**TASK STATEMENT:**
Apart from the pictures, which must be omitted, restate the data exactly.

++++++++++++++++++++

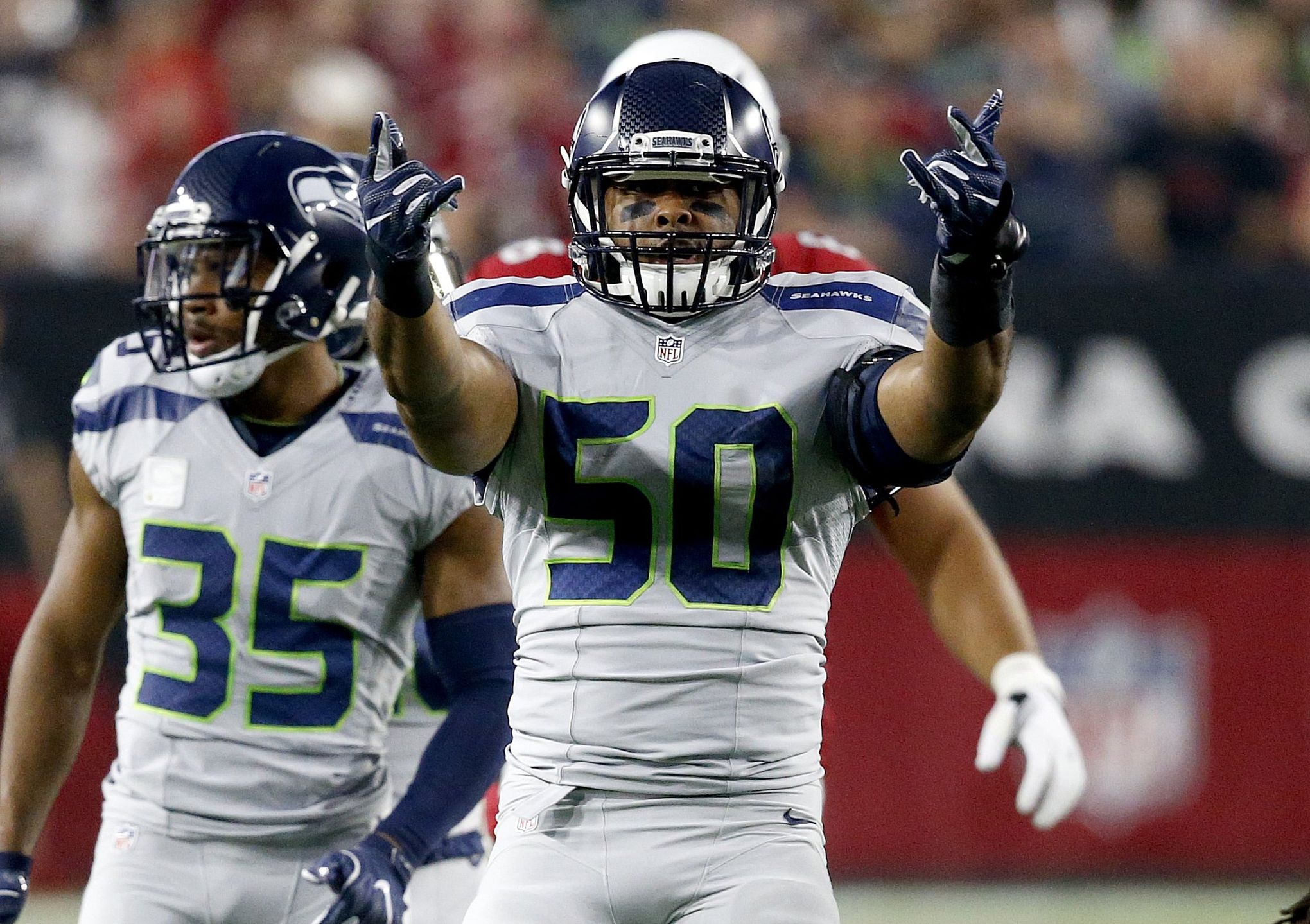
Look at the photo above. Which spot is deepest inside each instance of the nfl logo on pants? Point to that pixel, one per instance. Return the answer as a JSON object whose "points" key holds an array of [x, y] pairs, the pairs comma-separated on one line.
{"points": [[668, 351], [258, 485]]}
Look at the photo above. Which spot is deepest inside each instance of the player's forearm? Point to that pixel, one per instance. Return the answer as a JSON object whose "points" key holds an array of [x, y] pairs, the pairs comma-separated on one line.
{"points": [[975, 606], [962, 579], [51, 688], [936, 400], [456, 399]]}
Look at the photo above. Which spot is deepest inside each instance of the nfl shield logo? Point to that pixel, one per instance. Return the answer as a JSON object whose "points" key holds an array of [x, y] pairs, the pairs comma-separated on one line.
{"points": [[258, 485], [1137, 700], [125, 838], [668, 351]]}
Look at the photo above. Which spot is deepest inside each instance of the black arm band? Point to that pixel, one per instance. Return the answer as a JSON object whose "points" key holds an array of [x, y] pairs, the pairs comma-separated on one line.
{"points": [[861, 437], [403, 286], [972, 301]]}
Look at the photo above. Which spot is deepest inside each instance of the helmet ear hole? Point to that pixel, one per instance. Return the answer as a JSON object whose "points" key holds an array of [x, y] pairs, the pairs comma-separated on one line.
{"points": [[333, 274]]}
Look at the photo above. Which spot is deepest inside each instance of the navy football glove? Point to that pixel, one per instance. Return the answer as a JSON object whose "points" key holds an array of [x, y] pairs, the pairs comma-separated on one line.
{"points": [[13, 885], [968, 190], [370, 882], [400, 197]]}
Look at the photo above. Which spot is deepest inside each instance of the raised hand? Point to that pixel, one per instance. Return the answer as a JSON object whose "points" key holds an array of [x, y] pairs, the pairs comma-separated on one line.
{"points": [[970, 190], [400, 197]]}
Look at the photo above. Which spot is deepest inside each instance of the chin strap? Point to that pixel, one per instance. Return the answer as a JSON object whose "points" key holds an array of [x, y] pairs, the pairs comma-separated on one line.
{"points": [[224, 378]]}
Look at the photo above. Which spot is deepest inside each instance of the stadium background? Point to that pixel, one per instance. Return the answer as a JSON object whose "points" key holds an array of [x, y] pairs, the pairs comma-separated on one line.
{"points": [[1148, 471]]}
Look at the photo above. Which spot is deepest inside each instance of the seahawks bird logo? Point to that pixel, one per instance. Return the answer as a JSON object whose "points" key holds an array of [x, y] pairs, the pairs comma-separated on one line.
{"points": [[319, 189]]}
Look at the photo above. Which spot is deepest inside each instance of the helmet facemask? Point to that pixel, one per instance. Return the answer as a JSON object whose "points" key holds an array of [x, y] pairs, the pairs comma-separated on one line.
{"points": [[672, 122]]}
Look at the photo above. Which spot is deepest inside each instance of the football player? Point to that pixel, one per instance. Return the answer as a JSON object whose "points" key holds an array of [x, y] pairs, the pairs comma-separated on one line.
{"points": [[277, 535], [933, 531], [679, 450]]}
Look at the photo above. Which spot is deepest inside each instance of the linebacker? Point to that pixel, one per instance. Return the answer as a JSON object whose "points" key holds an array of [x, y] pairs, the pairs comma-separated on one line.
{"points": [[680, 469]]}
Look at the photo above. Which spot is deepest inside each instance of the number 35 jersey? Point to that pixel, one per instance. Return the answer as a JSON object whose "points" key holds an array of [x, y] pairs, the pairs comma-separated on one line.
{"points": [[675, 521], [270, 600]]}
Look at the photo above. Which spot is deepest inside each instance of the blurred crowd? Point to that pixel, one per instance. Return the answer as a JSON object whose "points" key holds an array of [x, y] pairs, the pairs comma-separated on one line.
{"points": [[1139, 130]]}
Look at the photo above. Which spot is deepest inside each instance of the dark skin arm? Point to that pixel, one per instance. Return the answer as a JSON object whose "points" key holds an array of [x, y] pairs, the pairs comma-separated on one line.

++++++++++++++++++++

**YOUR RESPONSE:**
Look at the photo above. Which spot is deepest inside each instance of the nfl logo on pants? Point to that pixel, one per instance. Return the answer as a JSON object whose "points" key holds an array of [x, y] pairs, the pairs comma-separated on one line.
{"points": [[668, 351], [258, 485]]}
Look at the photo above. Which spot is deepest inside each instance of the player's forearm? Point to that pixel, one per instance. Return the answer as a JSON object whose "points" key holds an array of [x, y] pairs, the pairs comma-separated on one line.
{"points": [[975, 606], [962, 579], [51, 688], [936, 400], [456, 399]]}
Look at the photo above. Which spot is deepest inside each instance of the nfl shield logo? Point to that pixel, one per instance. Return the answer as a JSON object whose "points" key holds an array of [x, y] pairs, the pairs comma-separated on one line.
{"points": [[258, 485], [1137, 700], [125, 838], [668, 351]]}
Look at the photo above. Which spot is deepest inside each instance of the black arm band? Point to that pixel, one per instance. Return the answer as a JSON object whose "points" key holds an array of [x, y] pairs, the pairs comma-separated on one line.
{"points": [[861, 437], [403, 286], [972, 301]]}
Look at the photo above. Which spot is deepest inside each instance of the helmet ear hole? Point to that pixel, one per instance. Return the answer as a JSON object whose "points" key holds an array of [x, y] pairs, the pairs comma-separated on one line.
{"points": [[333, 274]]}
Look at the photo above. Which spot is deepest inside each instance of the navy football glove? Point to that pixel, one per instance. Return the answer as a JSON object whose "points" key holds an array of [x, y] pairs, the pairs comma-separated on one line.
{"points": [[13, 885], [968, 190], [370, 882], [400, 197]]}
Look at the photo above. Which spot is deepest inside each instance of the raised hand? Point to that pixel, one per instance. Return the answer as a JSON object whose "points" key holds an array of [x, y] pairs, the pairs comma-separated on one line.
{"points": [[970, 190], [400, 197]]}
Look at the photo above. Which spot is deepest inside each instance of the chin strap? Point to that pixel, one per instance. Return the answer as a JSON object whose "points" key holds an array of [x, y] pairs, the pairs comma-separated on one line.
{"points": [[224, 378]]}
Look at the photo above. Which spot is deepest inside each instance of the stadium background? Point to that pixel, one per instance. Return the answer as a JSON object whose "points" key holds an array of [x, y] pairs, the pairs comma-separated on one line.
{"points": [[1148, 471]]}
Look at the photo above. Which spot is deepest inside each instance of the seahawks bird logo? Point to that pixel, one per instance. Return the answer as a JSON object whose "points" key holds an array of [x, y] pairs, the pairs comma-separated on one line.
{"points": [[319, 189]]}
Look at the photo above. Which spot is deepest inside each instance of the helmet facemask? Point to that pixel, one per instance. Return the answer as a JSON object whose "points" key holds an array of [x, y] pairs, the pairs comma-separated on one line.
{"points": [[672, 122]]}
Look at the photo above. Which spot is deepest inside each instance of the football player? Point to that pixel, one per instance. Return the answer as a JSON object whose "points" key holds an array of [x, y] pairs, the pairs comma-separated on one line.
{"points": [[277, 535], [933, 531], [679, 450]]}
Look at the photo above. Which spot is deepest inside each instance of the linebacker? Point to that pixel, one per instance. Return the answer as a JSON object whose "points" key holds an array of [x, y] pairs, the pairs comma-separated on one line.
{"points": [[680, 469]]}
Look at the photo above. Which spot is deepest inside each instance of the number 35 jersey? Point to that pixel, one per instance. Return the answer as a JSON object whose "points" key holds an array of [x, y] pairs, the pairs comma-separated on one line.
{"points": [[675, 521], [270, 600]]}
Look at the photo above. Which spot is deepest inside each instance of the blurred crowd? Point to that pixel, one per instance. Return the answer as a JSON object whose "points" key holds an array of [x, y] pairs, the pairs comma-separated on one line.
{"points": [[1139, 130]]}
Look at the photo above. Which spot is deepest inside each instance of the dark skin arm? Point to that pixel, one per instance. Return the answer as a JSON object whose "points" key holds an array of [x, y] pairs, the pairs comma-separated on one line.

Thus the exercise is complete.